TEXTE CHOISI:

----------

Je m’appelle Jessica Brandon-Jepp, et je suis conseillère en représentation et en relations gouvernementales à l’Association canadienne des coopératives financières. Nous représentons 248 coopératives de crédit et caisses populaires hors Québec. Collectivement, notre secteur apporte 6,5 milliards de dollars à l’économie canadienne. Nous avons 5,8 millions de membres, employons près de 29 000 Canadiens et gérons plus de 225 milliards de dollars d’actifs.
En 2018, nous avons retourné 62,4 millions de dollars vers des projets d’initiative communautaire partout au pays, soit une part beaucoup plus importante de notre revenu après impôt que les grandes banques. Les coopératives de crédit appartiennent aux gens qui font affaire avec elles, et c’est ce qui les distingue. Elles sont souvent le seul fournisseur de services bancaires ayant pignon sur rue dans 395 collectivités, majoritairement rurales, partout au Canada. Malgré leur petite taille, elles détiennent une part de marché comparable à celle des cinq grandes banques pour ce qui est des prêts agricoles et des prêts aux petites et moyennes entreprises. Elles prêtent aux petites entreprises parce qu’elle est une petite entreprise.
Dans les provinces de l’Ouest, les coopératives de crédit détiennent entre 30 et 50 p. 100 du marché. Par exemple, au Manitoba, un consommateur sur deux fait affaire avec une coopérative de crédit.

----------

CONSIGNE:
Reproduisez fidèlement le passage du texte sur les coopératives de crédit, en commençant à « En 2018, nous » et en terminant à « une petite entreprise. ». Les données qui suivent ne sont pas nécessaires.

EXTRAITS DE DONNÉES:
----------

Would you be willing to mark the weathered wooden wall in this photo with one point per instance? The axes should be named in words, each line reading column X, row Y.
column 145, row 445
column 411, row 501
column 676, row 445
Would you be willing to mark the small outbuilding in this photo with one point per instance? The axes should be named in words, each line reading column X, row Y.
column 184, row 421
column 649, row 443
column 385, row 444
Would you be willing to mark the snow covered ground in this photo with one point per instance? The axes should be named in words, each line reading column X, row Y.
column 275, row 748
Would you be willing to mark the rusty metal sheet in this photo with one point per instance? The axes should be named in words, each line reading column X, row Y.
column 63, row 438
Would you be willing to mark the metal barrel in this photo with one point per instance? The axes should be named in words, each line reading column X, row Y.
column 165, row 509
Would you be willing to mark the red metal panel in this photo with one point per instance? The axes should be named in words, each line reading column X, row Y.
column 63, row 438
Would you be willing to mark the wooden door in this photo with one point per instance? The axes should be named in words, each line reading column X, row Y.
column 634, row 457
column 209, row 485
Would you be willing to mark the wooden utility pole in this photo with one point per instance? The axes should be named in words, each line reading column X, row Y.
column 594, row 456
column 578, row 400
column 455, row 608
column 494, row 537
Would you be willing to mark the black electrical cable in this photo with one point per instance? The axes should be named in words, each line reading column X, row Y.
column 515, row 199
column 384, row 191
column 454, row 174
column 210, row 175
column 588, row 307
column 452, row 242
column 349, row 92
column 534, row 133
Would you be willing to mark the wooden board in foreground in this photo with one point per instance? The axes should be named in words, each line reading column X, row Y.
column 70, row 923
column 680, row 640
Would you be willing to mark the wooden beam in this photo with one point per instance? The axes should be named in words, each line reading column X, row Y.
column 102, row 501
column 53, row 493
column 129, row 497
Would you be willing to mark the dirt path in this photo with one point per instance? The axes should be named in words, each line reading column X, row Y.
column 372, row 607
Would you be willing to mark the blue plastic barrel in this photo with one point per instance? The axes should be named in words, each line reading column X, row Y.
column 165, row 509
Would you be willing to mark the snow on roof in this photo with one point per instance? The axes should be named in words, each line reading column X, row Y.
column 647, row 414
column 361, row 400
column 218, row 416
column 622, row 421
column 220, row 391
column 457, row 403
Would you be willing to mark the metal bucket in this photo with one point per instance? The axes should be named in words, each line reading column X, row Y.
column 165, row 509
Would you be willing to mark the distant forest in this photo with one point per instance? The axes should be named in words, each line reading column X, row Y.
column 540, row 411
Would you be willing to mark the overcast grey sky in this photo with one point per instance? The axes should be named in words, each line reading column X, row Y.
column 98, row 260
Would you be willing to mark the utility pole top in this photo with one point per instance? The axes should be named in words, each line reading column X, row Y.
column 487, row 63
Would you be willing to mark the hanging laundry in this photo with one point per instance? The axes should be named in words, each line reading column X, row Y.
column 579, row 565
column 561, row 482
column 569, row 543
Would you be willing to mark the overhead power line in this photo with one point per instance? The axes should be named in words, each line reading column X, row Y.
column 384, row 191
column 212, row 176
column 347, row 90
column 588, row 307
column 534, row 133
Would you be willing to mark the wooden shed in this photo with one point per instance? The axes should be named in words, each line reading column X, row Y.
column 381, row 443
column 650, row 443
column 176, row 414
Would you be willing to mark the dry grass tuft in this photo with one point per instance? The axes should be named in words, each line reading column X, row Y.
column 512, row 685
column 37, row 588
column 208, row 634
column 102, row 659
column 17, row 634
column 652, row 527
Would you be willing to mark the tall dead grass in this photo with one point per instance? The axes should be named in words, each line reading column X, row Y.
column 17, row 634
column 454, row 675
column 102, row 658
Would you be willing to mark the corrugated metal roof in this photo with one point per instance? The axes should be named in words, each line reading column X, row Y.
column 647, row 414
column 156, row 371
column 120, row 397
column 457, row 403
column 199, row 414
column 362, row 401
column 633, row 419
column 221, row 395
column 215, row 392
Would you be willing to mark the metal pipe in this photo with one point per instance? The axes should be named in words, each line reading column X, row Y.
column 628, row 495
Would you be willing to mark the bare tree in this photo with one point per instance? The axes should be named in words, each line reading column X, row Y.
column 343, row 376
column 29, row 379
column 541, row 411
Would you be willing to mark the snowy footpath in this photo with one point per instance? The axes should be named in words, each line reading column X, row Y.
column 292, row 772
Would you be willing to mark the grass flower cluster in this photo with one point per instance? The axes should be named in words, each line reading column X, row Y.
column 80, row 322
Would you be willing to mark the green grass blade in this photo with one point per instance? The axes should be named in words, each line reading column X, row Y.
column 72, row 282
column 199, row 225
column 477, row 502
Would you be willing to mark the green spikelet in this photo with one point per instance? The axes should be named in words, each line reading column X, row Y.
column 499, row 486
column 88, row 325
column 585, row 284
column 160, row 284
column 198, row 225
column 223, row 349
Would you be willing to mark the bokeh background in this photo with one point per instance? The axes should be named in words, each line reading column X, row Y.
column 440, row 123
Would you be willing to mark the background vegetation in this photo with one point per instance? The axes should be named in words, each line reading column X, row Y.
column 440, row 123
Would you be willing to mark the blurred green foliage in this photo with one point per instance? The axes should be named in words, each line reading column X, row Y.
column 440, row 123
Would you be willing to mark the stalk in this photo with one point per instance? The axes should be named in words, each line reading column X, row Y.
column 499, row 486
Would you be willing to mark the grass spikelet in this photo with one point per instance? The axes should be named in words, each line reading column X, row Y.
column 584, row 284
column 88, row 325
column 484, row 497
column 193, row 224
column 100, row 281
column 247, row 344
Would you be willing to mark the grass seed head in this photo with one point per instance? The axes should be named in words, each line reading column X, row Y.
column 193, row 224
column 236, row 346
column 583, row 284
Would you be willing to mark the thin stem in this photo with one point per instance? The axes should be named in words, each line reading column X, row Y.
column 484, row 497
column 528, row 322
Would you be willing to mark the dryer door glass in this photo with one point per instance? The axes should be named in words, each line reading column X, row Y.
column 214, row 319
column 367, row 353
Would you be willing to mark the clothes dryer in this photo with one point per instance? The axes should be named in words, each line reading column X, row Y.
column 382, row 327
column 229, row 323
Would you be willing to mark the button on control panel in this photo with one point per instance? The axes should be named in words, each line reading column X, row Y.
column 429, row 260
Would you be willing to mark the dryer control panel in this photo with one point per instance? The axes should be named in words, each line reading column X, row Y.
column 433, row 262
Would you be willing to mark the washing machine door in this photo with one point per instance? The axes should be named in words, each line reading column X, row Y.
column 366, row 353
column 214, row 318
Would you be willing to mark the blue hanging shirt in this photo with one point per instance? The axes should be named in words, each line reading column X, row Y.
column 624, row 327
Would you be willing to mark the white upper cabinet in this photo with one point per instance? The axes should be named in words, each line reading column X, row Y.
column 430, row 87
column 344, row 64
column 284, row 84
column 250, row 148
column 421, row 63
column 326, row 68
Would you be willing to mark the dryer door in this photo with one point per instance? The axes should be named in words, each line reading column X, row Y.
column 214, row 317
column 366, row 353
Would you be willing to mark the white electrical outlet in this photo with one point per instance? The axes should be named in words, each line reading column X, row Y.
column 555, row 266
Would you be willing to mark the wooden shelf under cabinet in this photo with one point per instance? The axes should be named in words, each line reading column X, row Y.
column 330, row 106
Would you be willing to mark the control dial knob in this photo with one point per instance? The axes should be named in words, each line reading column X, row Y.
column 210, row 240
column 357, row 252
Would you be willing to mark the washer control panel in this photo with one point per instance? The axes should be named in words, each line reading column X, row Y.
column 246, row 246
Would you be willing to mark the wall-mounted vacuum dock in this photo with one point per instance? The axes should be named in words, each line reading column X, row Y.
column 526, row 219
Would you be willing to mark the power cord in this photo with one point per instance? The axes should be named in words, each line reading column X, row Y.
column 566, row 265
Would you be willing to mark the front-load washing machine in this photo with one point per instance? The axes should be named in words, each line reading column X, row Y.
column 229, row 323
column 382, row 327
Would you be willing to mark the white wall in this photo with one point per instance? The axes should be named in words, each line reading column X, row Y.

----------

RÉSULTAT:
En 2018, nous avons retourné 62,4 millions de dollars vers des projets d’initiative communautaire partout au pays, soit une part beaucoup plus importante de notre revenu après impôt que les grandes banques. Les coopératives de crédit appartiennent aux gens qui font affaire avec elles, et c’est ce qui les distingue. Elles sont souvent le seul fournisseur de services bancaires ayant pignon sur rue dans 395 collectivités, majoritairement rurales, partout au Canada. Malgré leur petite taille, elles détiennent une part de marché comparable à celle des cinq grandes banques pour ce qui est des prêts agricoles et des prêts aux petites et moyennes entreprises. Elles prêtent aux petites entreprises parce qu’elle est une petite entreprise.